■ **Task details**:
What is needed is a word-for-word copy of the records below.
[Start of section]
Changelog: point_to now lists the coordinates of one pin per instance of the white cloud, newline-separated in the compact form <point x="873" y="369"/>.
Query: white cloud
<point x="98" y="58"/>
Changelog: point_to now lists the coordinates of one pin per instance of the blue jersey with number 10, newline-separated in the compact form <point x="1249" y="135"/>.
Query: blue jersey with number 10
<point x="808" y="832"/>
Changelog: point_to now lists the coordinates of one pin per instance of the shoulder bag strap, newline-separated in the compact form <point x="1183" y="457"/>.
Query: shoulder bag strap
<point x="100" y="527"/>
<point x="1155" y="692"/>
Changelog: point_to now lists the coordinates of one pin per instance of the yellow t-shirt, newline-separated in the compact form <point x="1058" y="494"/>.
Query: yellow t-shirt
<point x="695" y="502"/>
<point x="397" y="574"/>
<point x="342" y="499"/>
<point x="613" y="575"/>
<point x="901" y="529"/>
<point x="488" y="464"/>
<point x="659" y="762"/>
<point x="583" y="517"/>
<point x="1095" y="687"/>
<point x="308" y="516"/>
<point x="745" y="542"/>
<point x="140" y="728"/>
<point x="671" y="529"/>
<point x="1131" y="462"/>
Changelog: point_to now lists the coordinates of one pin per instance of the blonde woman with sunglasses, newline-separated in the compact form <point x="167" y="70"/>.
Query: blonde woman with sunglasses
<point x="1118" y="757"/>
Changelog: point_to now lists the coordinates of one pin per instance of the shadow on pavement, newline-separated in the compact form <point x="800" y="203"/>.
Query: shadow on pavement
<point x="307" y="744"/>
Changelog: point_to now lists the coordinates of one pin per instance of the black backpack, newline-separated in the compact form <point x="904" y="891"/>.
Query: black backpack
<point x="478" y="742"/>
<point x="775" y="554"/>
[End of section]
■ **Result of this task**:
Changelog: point_to now lists the coordinates of one pin per instance of the white cloud, newline-separated in the compact form <point x="873" y="369"/>.
Query: white cloud
<point x="98" y="58"/>
Changelog: point_to now lists the coordinates of one pin per instance of the blue jersey with number 10, newline-separated in the compact form <point x="1249" y="135"/>.
Query: blue jersey with number 10
<point x="808" y="832"/>
Changelog: point_to now lists the coordinates of one pin per instance of the shoulder bag strap, newline-separated in the compact form <point x="1183" y="457"/>.
Query: shoulder bag strap
<point x="100" y="527"/>
<point x="1155" y="692"/>
Changelog: point_to now lists the coordinates of one pin per instance of the yellow t-shirt, newline-separated in the compact form <point x="1058" y="494"/>.
Query: yellow t-shirt
<point x="695" y="502"/>
<point x="397" y="574"/>
<point x="342" y="499"/>
<point x="613" y="575"/>
<point x="901" y="529"/>
<point x="488" y="464"/>
<point x="659" y="762"/>
<point x="583" y="517"/>
<point x="1095" y="687"/>
<point x="308" y="516"/>
<point x="745" y="542"/>
<point x="140" y="728"/>
<point x="671" y="529"/>
<point x="1131" y="462"/>
Changelog: point_to now lists the coordinates of one pin per instance of the blonde woman with sunglasses, newline-separated in the compact form <point x="167" y="70"/>.
Query: blonde woman with sunglasses
<point x="1118" y="757"/>
Changelog: point_to now lists the coordinates of one pin per instance of the shadow on pavement, newline-separated in the compact form <point x="800" y="203"/>.
Query: shadow on pavement
<point x="307" y="744"/>
Changelog: point_to now lists the coordinates of one pin per instance of the black backpack, newline-separated in the compact form <point x="904" y="891"/>.
Query: black backpack
<point x="478" y="742"/>
<point x="775" y="554"/>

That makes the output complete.